> PAGE EXTRACT
▶
Louie Knight is the hero in the Aberystwyth Noir novels, a series of cult detective novels written by Malcolm Pryce set in an alternative universe of the Welsh town of Aberystwyth, and centring on Aberystwyth's one private eye Louie Knight. While rich in black humour, and Chandleresque dialogue, the stories contain serious elements - humour is derived from the Welsh flavour of what is essentially an American style, with nods to the Vietnam war and gangster movies. The main religions in this alternative Wales are both Christianity and the druids, who are power mad gangsters, who use murder, extortion, prostitution, and even the sweet ladies of the sweet justice league to maintain their influence.

Plot summary 
Louie Knight is Aberystwyth's only detective, but this Aberystwyth is a more dynamic, seedy place run by gangsters. In 1961 it contributed many of the soldiers who fought in the Patagonian War (described as a "Welsh Vietnam"), and so 'vets' roam around Aberystwyth disheartened at what they had to do to prevent independence of this Welsh colony (founded by Welsh settlers in real life, although never under direct Welsh, or British, rule). A flood caused by the 'Dambusters' style bombing attack on the Nant y Moch Dam above Aberystwyth wiped out much vital infrastructure, but was rebuilt quickly. The flood had been created to launch an ark being built on the school playing grounds to give the druids access to the semi-legendary (actually real in this universe) Cantref-y-Gwaelod (Cantre'r Gwaelod) . This devastating cultural event undermined the power of the Druids and led to the emergence of new figures; namely the night club owner Jubal, and a meals on wheels lady, who used her food supplies after the flood to gain influence. Louie and his friend Llunos, tried to stop the bombing run over the dam, but failed, something for which he sometimes feels guilty.

A few years on and Louie Knight does most of his work on small-time jobs, but often involving violence; a former lover, Bianca, died in his arms in Aberystwyth Mon Amour, and he nearly lost his assistant 'Calamity' (a nod to Calamity Jane) to a snuff movie in Last Tango in Aberystwyth, and saves his girlfriend, Myfanwy, from an evil genius. In The Unbearable Lightness of Being in Aberystwyth Myfanwy is kidnapped when she and Louie are fed drugged raspberry ripple ice cream. This worries him especially because Myfanwy is very ill, with Louie having to support her in a nursing home on the low earnings of an honest, small town PI. To facilitate this he now lives in a caravan, and has moved his office from the increasingly gentrified Canticle Street to 22/1b Stryd-Y-Popty.

Alternative universe culture 
Casual violence is a part of these books; Louie is tortured, and helps torture people, sometimes aiding police chief Llunos. The mayor is corrupt and unfaithful to his wife, so the police have some leverage for their attempts; unfortunately so do the gangsters. A technique known as 'Welsh roulette' is a favoured interrogation technique, where the number and colour of where the ball lands on the wheel determines what colour 'jack' you are hit with, and how many times (33 red was enough to make Harri Harries give in). As per the Chicago style, people wash up dead on the shore, and some receive concrete boots, or are buried in concrete foundations (hence the ironic saying "this town is built on honest men").
◀
> EXERCISE DESCRIPTION
Could you turn the paragraph of the Aberystwyth Noir page that begins "Casual violence is a part of these books" into a short bulleted list that keeps its main facts?

[Stored data entries]
▶
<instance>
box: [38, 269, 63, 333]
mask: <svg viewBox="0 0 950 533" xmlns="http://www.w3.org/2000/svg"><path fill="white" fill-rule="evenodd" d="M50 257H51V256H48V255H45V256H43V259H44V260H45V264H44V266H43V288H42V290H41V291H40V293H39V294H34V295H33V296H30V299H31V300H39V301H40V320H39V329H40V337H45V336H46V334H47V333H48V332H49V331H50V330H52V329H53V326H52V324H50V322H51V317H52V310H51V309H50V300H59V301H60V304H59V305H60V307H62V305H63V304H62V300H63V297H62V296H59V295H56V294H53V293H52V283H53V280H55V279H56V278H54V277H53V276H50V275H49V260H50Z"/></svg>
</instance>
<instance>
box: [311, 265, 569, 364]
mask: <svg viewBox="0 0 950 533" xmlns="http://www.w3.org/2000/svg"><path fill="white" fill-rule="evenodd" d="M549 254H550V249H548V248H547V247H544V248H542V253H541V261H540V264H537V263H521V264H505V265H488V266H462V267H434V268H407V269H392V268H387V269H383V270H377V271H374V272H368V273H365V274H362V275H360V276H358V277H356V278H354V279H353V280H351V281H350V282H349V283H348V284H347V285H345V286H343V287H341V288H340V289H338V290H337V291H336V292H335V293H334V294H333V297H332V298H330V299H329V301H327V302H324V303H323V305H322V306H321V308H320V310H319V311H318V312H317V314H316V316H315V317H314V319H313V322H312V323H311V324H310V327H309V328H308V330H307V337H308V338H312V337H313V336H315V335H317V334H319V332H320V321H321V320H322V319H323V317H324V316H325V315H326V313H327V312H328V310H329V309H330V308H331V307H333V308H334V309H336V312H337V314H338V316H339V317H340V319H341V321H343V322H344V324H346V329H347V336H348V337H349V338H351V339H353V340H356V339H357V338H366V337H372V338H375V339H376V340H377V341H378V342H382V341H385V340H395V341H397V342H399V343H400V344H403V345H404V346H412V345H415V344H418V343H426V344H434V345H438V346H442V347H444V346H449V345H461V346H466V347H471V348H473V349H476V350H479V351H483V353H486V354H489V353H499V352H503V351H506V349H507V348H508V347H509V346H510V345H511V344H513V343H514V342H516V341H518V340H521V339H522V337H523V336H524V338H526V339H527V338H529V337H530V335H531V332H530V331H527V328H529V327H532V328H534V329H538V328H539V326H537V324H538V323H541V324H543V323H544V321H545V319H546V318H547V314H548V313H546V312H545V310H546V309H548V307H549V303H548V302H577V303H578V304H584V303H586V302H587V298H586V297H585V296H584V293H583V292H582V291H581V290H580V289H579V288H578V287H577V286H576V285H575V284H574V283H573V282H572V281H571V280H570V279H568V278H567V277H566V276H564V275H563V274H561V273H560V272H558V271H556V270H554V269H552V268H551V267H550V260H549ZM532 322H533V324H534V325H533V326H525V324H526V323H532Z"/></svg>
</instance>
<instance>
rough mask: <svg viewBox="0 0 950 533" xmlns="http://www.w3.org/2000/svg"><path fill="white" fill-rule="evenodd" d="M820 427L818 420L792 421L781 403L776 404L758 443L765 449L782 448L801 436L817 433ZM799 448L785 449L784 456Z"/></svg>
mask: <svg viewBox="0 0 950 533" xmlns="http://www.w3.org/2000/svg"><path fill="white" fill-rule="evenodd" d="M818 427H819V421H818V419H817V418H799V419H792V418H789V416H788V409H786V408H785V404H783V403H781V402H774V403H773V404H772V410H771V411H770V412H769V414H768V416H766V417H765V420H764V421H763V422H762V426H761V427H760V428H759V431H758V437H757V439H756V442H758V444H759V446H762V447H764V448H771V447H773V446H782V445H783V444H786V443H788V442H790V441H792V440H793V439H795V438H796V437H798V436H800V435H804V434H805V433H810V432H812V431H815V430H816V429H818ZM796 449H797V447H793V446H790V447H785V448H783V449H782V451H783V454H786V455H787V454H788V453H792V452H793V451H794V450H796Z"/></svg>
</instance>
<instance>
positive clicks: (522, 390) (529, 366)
◀
> EXERCISE RESPONSE
- Casual violence runs through the books. Louie is tortured, and he helps torture people, sometimes aiding police chief Llunos.
- The mayor is corrupt and unfaithful to his wife. This gives leverage to both the police and the gangsters.
- "Welsh roulette" is a favored interrogation technique. The number and color where the ball lands decide the color of the "jack" used to hit someone and how many times. For example, 33 red made Harri Harries give in.
- In Chicago style, people wash up dead on the shore. Some get concrete boots or are buried in concrete foundations, hence the ironic saying "this town is built on honest men."